Page excerpt:
+++

Prince Edward, the son and heir of King Henry III, plans to seduce Margaret, the Fair Maid of Fressingfield, with the help of the necromancer Friar Bacon. Edward also employs a more conventional approach, relying on the eloquence of his friend Earl Lacy to help with the seduction. Lacy goes to persuade Margaret, but quickly falls in love with her himself. When Edward learns of the love of Lacy and Margaret, he threatens to kill his friend – before he masters his passion and reconciles himself to the fact. Edward returns to court, where he falls in love with and marries Elinor of Castile, the bride his father has chosen for him.

The beautiful Margaret is the unwilling cause of a quarrel between two of her neighbours, the Suffolk squires Serlesby and Lambert: they both fancy themselves in love with her, and kill each other in a duel. Margaret receives a letter from the absent Lacy, renouncing his love for her. She decides to enter a nunnery, but Lacy intercepts her before she takes her vows, and tells her that he was only testing her constancy. After an understandable hesitation, Margaret accepts Lacy's conduct and his explanation; they are married – together with Edward and Elinor – at the end of the play.

Another level of plot involves Friar Bacon and his magic. Bacon displays a range of magical skills: he shows Edward the romance of Lacy and Margaret in his magic glass, and interrupts their wedding at a distance; he magically transports a tavern hostess from one place to another; he wins a contest of magic with a German named Vandermast, witnessed by the Kings of England and Castile and by the Emperor of Germany. In collaboration with another magician, Friar Bungay, Bacon labours toward his greatest achievement: the creation of a talking artificial head made of brass, animated by demonic influence, that can surround England with a protective wall of the same metal. Yet Bacon's inability to remain awake and the incompetence of his servant Miles spoil the opportunity. (The brazen head speaks three times, saying "Time is", "Time was", and "Time is past", then falls to the floor and shatters. Miles does not have the wit to wake his master in time.) Finally, Bacon inadvertently allows two young Oxonians to witness their fathers' duel in the magic glass; in response the students themselves duel, and kill each other. Appalled by this outcome, Bacon renounces magic and turns to a life of repentance. His bad servant Miles, haunted by Bacon's conjured devils, gets a promise of a tapster's job in Hell from one of them, and rides to perdition on the devil's back.

+++

Given information:
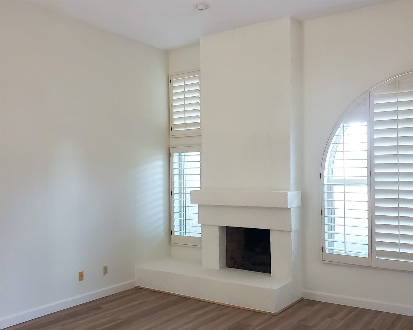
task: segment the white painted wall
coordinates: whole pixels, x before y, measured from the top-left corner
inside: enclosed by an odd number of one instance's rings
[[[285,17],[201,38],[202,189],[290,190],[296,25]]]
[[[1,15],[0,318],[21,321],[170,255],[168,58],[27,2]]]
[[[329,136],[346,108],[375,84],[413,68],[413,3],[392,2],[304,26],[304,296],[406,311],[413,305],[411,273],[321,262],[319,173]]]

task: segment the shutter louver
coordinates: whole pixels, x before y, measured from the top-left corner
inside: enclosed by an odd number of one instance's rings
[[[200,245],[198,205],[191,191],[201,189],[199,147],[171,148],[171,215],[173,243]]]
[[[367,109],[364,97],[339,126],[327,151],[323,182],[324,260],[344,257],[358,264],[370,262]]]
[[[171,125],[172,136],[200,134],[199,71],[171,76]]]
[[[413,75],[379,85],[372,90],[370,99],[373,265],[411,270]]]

+++

Problems to work on:
[1] Transcribe the play summary from "Prince Edward, the" to "chosen for him.", inclusive.
[2] Write a continuation of the play summary, beginning right after its final sentence.
The records above come from a different source than the play summary.

Answers to the problems:
[1]
Prince Edward, the son and heir of King Henry III, plans to seduce Margaret, the Fair Maid of Fressingfield, with the help of the necromancer Friar Bacon. Edward also employs a more conventional approach, relying on the eloquence of his friend Earl Lacy to help with the seduction. Lacy goes to persuade Margaret, but quickly falls in love with her himself. When Edward learns of the love of Lacy and Margaret, he threatens to kill his friend – before he masters his passion and reconciles himself to the fact. Edward returns to court, where he falls in love with and marries Elinor of Castile, the bride his father has chosen for him.

[2]
==Sequel==
The anonymous manuscript play John of Bordeaux, or The Second Part of Friar Bacon is a sequel to FBFB, written to build upon the success of the original play. The John of Bordeaux MS., annotated by prompters, mentions the name of John Holland, an actor who was with Lord Strange's Men in the early 1590s. This has suggested to some researchers that the Friar Bacon play acted by Strange's Men on 19 February 1592 was this second part of the story rather than the original FBFB.

==Modern performances==
The story was redone for children in 1905 as "Roger Bacon and the Brazen Head" for James Baldwin's Thirty More Famous Stories Retold. In 2013, television actor David Oakes directed the play at Shakespeare's Globe as part of their Read Not Dead season.

==Editions==
- Greene, Robert (1594). "The Honorable Historie of frier Bacon, and frier Bongay", reproduced in facsimile 1914 by The Tudor Facsimile Texts.
- Greene, Robert (1630). "The Honorable Historie of Frier Bacon, and Frier Bongay".
- Greene, Robert (1655). "The Honorable History of Frier Bacon and Frier Bungay".
- Greene, Robert (1903). "Representative English Comedies: From the Beginnings to Shakespeare".
- Greene, Robert (1905). "Frier Bacon and Frier Bungay", an abridgment of Prof. Gayley's edition.
- Greene, Robert (1927). "The Honourable History of Friar Bacon and Friar Bungay".

The supposed 1599 edition, sometimes encountered, is simply a mistaken copy of Mrs. Allde's 1630 edition.